##### SUPPLIED MATERIAL #####
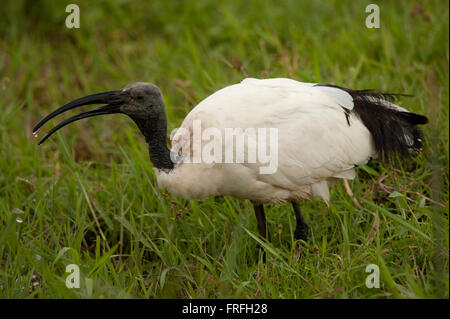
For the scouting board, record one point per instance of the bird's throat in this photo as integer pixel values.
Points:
(155, 132)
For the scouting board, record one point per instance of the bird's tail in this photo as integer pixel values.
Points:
(393, 128)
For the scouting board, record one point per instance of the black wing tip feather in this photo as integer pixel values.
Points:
(393, 131)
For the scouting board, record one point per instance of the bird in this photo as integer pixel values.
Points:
(321, 134)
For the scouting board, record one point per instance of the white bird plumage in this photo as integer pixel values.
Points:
(315, 143)
(323, 132)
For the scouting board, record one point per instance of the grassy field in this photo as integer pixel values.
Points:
(88, 196)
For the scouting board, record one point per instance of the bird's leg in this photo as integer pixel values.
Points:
(301, 230)
(262, 227)
(261, 220)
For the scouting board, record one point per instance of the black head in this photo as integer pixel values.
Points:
(141, 101)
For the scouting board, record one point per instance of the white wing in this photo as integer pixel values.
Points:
(317, 138)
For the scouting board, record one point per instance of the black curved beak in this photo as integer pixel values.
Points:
(112, 99)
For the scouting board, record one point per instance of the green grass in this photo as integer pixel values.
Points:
(88, 195)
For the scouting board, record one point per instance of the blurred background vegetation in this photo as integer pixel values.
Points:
(92, 188)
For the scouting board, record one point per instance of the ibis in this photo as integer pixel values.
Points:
(315, 134)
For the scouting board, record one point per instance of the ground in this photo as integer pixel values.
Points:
(88, 195)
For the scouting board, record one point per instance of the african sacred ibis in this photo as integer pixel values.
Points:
(323, 133)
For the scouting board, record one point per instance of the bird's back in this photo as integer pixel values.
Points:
(323, 132)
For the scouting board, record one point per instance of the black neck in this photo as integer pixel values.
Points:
(155, 132)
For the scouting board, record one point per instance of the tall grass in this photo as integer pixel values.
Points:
(88, 196)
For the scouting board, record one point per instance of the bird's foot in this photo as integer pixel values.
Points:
#####
> TASK ITEM:
An exact copy of all the records, free of pictures, is the expected answer.

> TASK SOLUTION:
For the scouting board, record one point per instance of the bird's throat in this photo as integer pixel values.
Points:
(155, 132)
For the scouting board, record one point per instance of the bird's tail in this photo as integer pixel values.
Points:
(393, 128)
For the scouting board, record one point per instance of the black wing tip feather in this photo as integer pixel values.
Points:
(393, 131)
For the scouting board, record one point per instance of the bird in this photo as integer pixel values.
Points:
(321, 134)
For the scouting board, record one point per instance of the white bird plumage in this photo as integer pixel values.
Points:
(315, 143)
(323, 132)
For the scouting board, record one point per instance of the grassy field in this photo as integer pixel values.
Points:
(88, 196)
For the scouting board, record one point per instance of the bird's leg in this photo as integer pixel values.
Points:
(301, 230)
(262, 227)
(261, 220)
For the scouting board, record one point per instance of the black head in this photo as integer pixel values.
Points:
(141, 101)
For the scouting board, record one point per instance of the white wing in this photo as integer pixel values.
Points:
(317, 138)
For the scouting board, record one point per instance of the black curved beak in this photo as integer pixel values.
Points:
(112, 99)
For the scouting board, record one point per instance of the green grass in this photo as integer pixel values.
Points:
(88, 195)
For the scouting board, record one point per instance of the blurred background vegetation in this photo as integer pixel values.
Points:
(92, 188)
For the scouting board, record one point per instance of the ibis in this photo as integer pixel values.
Points:
(315, 134)
For the scouting board, record one point per instance of the ground in this photo as integer pixel values.
Points:
(88, 195)
For the scouting board, record one point per instance of the african sacred ibis in this photo as integer pixel values.
Points:
(323, 133)
For the scouting board, record one point per instance of the bird's back in this photo as integer pixel values.
Points:
(323, 132)
For the scouting board, record one point per instance of the black neck in this photo as integer pixel values.
Points:
(155, 132)
For the scouting board, record one point per instance of the tall grass in this photo as integer pixel values.
Points:
(88, 196)
For the scouting board, record one point per instance of the bird's foot in this photo as integer pixel values.
Points:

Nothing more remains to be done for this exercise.